WHAT IS ASKED:
Please filter the lines below down to those containing the string "dirt", and copy each match unchanged. Treat uppercase and lowercase letters as different.

Stored dataset items:
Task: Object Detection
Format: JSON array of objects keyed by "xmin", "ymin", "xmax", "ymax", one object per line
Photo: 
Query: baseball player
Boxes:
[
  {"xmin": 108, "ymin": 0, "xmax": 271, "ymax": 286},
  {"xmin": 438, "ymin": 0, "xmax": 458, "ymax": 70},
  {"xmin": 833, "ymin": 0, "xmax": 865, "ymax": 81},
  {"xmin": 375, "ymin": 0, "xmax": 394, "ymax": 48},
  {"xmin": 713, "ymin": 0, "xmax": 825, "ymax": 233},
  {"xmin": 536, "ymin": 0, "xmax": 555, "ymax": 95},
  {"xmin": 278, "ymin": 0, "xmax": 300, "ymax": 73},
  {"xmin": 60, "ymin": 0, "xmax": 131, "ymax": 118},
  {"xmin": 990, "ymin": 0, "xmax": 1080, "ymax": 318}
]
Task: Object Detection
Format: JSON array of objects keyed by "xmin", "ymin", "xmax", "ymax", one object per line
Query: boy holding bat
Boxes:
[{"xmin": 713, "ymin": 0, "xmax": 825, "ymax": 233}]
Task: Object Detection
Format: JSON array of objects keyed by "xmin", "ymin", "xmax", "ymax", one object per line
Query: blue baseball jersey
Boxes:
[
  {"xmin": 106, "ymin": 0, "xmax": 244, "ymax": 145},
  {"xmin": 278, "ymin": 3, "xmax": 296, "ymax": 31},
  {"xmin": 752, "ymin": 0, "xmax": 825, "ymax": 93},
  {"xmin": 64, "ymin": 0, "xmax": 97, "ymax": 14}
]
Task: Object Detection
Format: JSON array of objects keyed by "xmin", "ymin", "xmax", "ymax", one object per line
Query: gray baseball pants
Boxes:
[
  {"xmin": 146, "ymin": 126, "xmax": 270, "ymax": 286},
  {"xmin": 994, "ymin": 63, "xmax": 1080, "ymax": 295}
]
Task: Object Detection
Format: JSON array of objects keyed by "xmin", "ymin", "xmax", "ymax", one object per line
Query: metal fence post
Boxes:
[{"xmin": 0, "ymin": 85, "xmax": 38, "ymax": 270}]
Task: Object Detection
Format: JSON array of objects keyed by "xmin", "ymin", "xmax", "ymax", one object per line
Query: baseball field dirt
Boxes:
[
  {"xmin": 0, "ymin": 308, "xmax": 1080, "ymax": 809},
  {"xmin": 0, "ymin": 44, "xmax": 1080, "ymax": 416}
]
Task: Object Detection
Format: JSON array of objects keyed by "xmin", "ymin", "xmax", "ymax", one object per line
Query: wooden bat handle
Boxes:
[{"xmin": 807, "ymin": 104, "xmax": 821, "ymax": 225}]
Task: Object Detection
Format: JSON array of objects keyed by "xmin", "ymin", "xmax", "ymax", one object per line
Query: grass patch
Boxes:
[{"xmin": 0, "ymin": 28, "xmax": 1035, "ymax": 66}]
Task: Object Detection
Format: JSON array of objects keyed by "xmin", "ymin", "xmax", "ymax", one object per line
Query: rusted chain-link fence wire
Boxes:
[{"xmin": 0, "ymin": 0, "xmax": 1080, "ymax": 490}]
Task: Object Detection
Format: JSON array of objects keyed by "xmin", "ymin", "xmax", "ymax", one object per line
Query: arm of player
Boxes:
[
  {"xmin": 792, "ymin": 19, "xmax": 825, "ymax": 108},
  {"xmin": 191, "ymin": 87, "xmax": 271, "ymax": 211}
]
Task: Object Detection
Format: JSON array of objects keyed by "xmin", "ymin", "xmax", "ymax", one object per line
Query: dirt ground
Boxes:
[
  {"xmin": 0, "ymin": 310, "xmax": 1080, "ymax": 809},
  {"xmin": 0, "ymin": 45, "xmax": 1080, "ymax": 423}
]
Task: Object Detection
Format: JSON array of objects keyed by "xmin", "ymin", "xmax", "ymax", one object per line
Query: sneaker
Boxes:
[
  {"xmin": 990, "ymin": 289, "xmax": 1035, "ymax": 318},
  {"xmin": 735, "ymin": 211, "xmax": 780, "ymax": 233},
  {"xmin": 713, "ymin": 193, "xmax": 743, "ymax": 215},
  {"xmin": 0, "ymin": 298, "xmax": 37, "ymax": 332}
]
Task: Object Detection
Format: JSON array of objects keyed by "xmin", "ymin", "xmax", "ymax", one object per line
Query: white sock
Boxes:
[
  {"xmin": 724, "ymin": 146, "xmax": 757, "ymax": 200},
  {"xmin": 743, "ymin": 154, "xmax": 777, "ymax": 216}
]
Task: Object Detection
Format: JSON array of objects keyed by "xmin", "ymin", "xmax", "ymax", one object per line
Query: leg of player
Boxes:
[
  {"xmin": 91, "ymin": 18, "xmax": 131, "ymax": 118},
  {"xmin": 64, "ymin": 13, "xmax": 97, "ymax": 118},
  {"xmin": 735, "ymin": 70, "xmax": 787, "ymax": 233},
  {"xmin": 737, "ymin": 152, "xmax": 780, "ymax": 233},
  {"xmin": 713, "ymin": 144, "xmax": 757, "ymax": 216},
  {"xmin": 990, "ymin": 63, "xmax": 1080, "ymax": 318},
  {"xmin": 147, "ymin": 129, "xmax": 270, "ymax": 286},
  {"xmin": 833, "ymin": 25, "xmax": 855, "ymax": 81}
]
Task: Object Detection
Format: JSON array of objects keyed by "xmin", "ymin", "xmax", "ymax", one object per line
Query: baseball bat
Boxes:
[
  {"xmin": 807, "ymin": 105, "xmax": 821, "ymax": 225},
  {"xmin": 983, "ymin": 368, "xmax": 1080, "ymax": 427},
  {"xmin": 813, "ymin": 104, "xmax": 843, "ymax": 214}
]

TASK SOLUTION:
Query: baseball field dirt
Query: dirt ground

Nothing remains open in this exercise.